[Extracted data entries]
******

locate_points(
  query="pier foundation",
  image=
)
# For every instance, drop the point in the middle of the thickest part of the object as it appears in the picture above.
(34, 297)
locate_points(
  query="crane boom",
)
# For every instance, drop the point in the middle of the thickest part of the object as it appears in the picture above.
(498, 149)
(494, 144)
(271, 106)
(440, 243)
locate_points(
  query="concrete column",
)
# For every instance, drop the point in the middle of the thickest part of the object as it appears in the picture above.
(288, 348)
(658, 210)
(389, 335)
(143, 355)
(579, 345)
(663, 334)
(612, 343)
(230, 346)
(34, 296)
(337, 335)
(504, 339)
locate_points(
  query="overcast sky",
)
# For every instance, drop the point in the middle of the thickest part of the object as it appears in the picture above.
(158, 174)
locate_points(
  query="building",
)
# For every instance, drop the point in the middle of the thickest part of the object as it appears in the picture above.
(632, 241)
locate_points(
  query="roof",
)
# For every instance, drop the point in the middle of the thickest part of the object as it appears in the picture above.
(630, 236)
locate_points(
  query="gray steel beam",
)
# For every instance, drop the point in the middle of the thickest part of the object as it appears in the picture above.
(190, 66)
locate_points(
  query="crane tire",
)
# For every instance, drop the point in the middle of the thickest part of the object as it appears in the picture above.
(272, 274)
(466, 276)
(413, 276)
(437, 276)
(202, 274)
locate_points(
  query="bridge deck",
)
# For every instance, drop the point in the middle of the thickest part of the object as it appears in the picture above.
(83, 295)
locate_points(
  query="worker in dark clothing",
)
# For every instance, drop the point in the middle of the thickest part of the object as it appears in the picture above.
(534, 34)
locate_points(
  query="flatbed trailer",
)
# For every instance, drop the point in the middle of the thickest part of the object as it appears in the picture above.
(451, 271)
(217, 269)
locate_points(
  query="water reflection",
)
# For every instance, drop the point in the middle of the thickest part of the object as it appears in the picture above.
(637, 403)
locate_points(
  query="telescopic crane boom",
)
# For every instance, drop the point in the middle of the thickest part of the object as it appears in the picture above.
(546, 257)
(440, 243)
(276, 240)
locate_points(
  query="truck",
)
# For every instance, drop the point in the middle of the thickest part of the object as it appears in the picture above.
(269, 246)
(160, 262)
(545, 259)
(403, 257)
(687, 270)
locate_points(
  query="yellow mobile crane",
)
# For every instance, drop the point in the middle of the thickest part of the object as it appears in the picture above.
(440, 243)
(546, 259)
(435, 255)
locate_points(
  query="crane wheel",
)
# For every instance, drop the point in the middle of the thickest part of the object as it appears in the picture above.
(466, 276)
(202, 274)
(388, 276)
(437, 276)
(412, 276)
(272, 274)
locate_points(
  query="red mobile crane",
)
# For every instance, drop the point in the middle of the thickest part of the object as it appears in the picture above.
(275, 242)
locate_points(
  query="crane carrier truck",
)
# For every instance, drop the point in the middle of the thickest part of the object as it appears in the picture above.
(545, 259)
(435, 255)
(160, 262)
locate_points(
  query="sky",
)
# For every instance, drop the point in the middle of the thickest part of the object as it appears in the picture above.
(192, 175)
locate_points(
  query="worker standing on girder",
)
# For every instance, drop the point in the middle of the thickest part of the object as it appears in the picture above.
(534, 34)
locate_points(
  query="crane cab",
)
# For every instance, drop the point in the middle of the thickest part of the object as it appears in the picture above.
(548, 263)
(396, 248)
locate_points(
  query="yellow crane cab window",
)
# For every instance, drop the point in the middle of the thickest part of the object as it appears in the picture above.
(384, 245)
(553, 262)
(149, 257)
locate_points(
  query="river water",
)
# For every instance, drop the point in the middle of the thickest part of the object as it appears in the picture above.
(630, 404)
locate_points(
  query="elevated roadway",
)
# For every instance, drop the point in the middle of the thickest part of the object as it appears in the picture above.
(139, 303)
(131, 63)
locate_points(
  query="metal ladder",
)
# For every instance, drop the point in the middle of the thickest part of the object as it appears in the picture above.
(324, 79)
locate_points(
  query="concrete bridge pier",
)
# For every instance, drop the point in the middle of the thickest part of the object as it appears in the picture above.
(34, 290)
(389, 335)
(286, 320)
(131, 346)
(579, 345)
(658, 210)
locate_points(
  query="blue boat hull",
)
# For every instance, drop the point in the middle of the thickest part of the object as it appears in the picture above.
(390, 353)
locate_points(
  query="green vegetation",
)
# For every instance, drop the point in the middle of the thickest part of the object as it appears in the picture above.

******

» Short problem
Write out the entire listing exactly.

» Output of the exercise
locate_points(
  query="pier foundation",
  image=
)
# For every instance, drop the point in the middle of the thickest part of the object as it appears in the picture above.
(34, 297)
locate_points(
  query="crane boom",
)
# For every instance, drop the point in the middle of the thickest part of the object as it appears in the picture above.
(498, 149)
(494, 144)
(271, 106)
(440, 243)
locate_points(
  query="concrete column",
)
# For every instance, drop the point in the middle of the thickest part of the object as it appears in the picture above.
(288, 348)
(658, 210)
(389, 335)
(143, 355)
(579, 345)
(663, 334)
(612, 343)
(230, 346)
(34, 296)
(337, 335)
(504, 339)
locate_points(
  query="overcast sky",
)
# For every instance, drop the point in the middle of the thickest part of the object as it appears in the picture above.
(158, 174)
locate_points(
  query="building",
)
# For every instance, drop the point in the middle of the thickest part of the object as it appears in the picture above.
(632, 241)
locate_points(
  query="roof",
)
# For every instance, drop the point in the middle of the thickest part of the object as it appears in the picture above.
(630, 236)
locate_points(
  query="gray steel beam",
)
# For every instance, drop the point in the middle of the thickest part of the object as it appears in the picture above.
(190, 66)
locate_points(
  query="crane tire",
)
# For every instance, drop the point in the middle of the thickest part of the object as it appears in the picture above.
(272, 274)
(466, 276)
(413, 276)
(437, 276)
(202, 274)
locate_points(
  query="bridge deck",
)
# For every instance, drop the point in the middle of the thickest part of the object as it appears in the picture above.
(83, 295)
locate_points(
  query="worker in dark clothing",
)
# For every instance, drop the point in the middle of the thickest part of the object as it appears in the picture above.
(534, 34)
locate_points(
  query="flatbed trailer",
)
# For every instance, drop the point in the middle of the thickest part of the object as it appears in the picture above.
(451, 271)
(217, 269)
locate_points(
  query="water reflection",
)
# For every instance, drop the point in the middle of the thickest part of the object as it appears in the picture above.
(637, 403)
locate_points(
  query="telescopic crane boom",
)
# For every instance, drop the point in the middle of the thickest part of the object as it appears in the picture above.
(546, 257)
(440, 243)
(276, 240)
locate_points(
  query="truck",
)
# For every instance, drop the point in the middle of the thickest part of the object as it appears in the picture above.
(269, 246)
(160, 262)
(545, 259)
(403, 257)
(687, 270)
locate_points(
  query="yellow mobile crane",
)
# For every instance, drop the point in the middle of the thickest part of the object as it appears in the picture above.
(440, 243)
(546, 259)
(435, 255)
locate_points(
  query="crane wheel",
)
# For every instance, drop the point in the middle of the thickest part of the object as it appears in the picture above.
(466, 276)
(202, 274)
(388, 276)
(437, 276)
(412, 276)
(272, 274)
locate_points(
  query="red mobile crane",
)
# For every instance, drop the point in the middle of the thickest part of the object as it appears in the picture above.
(275, 242)
locate_points(
  query="crane carrier truck",
)
# For every instance, drop the point in the middle of the thickest part of the object as it appears in the picture above.
(545, 259)
(435, 255)
(160, 262)
locate_points(
  query="sky",
)
# For every instance, drop the point in the middle of the thickest part of the object as it appears in the picture above.
(192, 175)
locate_points(
  query="worker standing on girder",
)
# For every instance, drop the point in the middle of the thickest part of the object as it appears in the picture above.
(534, 34)
locate_points(
  query="crane cab",
)
# For every instance, drop the point in the middle of the thickest part of the object as it appears in the picture above.
(548, 263)
(396, 248)
locate_points(
  query="yellow crane cab window",
)
# For every instance, drop the point in the middle of the thickest part of the object as it appears in the picture above.
(384, 245)
(553, 262)
(149, 257)
locate_points(
  query="river water",
)
# For every instance, drop the point in the middle of the thickest part of the object as it appears in the picture above.
(630, 404)
locate_points(
  query="elevated roadway",
)
# For every instance, drop the point in the middle of the thickest part of the object as it appears in the picture above.
(139, 303)
(131, 63)
locate_points(
  query="metal ladder",
)
# For every instance, drop the point in the middle of the thickest part of the object as it appears in the picture above.
(324, 79)
locate_points(
  query="concrete bridge pier",
)
# For every instance, drop the point in the middle of the thickest part of the object as it appears in the picture above.
(34, 290)
(389, 335)
(286, 320)
(131, 346)
(579, 345)
(658, 210)
locate_points(
  query="blue boat hull",
)
# For every instance, drop the point in the middle of the thickest part of the object as it appears in the picture above.
(390, 353)
locate_points(
  query="green vegetation",
)
# For every instance, drop the point in the middle of the thickest part of the object as it appears in the picture above.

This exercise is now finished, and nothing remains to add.